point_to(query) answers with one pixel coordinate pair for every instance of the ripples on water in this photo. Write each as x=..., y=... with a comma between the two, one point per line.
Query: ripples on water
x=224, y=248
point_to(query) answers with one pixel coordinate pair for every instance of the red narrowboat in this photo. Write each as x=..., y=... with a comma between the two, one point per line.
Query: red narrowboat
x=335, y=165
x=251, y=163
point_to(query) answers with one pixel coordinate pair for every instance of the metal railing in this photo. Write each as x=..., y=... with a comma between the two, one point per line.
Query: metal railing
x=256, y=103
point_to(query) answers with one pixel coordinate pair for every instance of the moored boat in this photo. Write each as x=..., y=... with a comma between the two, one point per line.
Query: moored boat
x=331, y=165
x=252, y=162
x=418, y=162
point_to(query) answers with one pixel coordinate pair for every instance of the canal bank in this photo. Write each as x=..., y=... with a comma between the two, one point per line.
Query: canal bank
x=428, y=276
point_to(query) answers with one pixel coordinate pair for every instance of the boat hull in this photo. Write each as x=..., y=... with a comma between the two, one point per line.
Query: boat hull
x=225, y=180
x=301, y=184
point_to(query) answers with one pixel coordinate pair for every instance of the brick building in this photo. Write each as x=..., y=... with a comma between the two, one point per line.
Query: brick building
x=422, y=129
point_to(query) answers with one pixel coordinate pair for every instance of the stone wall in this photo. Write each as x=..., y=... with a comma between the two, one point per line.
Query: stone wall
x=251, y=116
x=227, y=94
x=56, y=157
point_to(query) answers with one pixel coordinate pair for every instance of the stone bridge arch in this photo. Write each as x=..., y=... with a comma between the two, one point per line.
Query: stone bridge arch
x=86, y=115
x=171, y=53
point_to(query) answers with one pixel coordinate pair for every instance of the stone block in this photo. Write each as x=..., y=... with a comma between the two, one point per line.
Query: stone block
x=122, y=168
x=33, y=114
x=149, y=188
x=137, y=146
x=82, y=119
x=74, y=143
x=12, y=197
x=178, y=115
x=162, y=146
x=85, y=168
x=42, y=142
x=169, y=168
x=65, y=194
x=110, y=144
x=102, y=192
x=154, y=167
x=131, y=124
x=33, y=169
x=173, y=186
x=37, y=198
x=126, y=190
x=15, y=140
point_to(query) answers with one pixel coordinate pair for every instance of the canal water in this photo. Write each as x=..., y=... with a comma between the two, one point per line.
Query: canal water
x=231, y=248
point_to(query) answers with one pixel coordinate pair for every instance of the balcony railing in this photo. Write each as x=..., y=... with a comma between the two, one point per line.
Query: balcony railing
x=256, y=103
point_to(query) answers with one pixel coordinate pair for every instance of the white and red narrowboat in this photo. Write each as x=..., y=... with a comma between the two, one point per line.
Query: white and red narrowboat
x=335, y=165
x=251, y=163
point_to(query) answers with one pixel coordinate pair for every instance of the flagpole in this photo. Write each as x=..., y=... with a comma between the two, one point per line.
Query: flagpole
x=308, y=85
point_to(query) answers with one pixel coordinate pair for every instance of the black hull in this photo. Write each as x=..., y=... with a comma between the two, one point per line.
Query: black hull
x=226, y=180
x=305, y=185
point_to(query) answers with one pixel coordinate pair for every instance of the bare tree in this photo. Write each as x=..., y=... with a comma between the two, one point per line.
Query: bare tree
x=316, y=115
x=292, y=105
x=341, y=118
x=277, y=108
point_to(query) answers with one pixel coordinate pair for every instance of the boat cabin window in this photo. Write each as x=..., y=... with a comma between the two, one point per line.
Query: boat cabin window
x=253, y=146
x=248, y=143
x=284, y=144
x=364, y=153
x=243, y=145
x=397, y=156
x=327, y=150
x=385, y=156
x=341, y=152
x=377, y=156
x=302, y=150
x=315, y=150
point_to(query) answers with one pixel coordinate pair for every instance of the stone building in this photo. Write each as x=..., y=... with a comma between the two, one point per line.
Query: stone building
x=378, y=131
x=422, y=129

-------

Riscriva per intero, riga per riga e nessuna esclusa, soltanto la parte delle voci che si apre con la riga contenente "of the flagpole" e si chiude con quella contenente "x=277, y=108", entrambe comprese. In essa moltiplichi per 2,05 ciascuna coordinata, arrotondando all'intero e portando le metà all'intero superiore.

> RISULTATO CORRETTO
point_to(query) answers with one pixel coordinate pair for every instance of the flagpole in this photo. Write each as x=..., y=... with a comma between the two, one point per line.
Query: flagpole
x=631, y=174
point_to(query) answers with one pixel coordinate pair for every instance of the black hull in this photo. Write each as x=..., y=... with a comma between the two, one point per line.
Query: black hull
x=463, y=369
x=625, y=379
point_to(query) answers with one pixel coordinate pair for every instance of the bare tree in this photo. Write each as x=..., y=... with a comma between the two, one point per line.
Query: bare tree
x=648, y=236
x=599, y=215
x=699, y=242
x=568, y=221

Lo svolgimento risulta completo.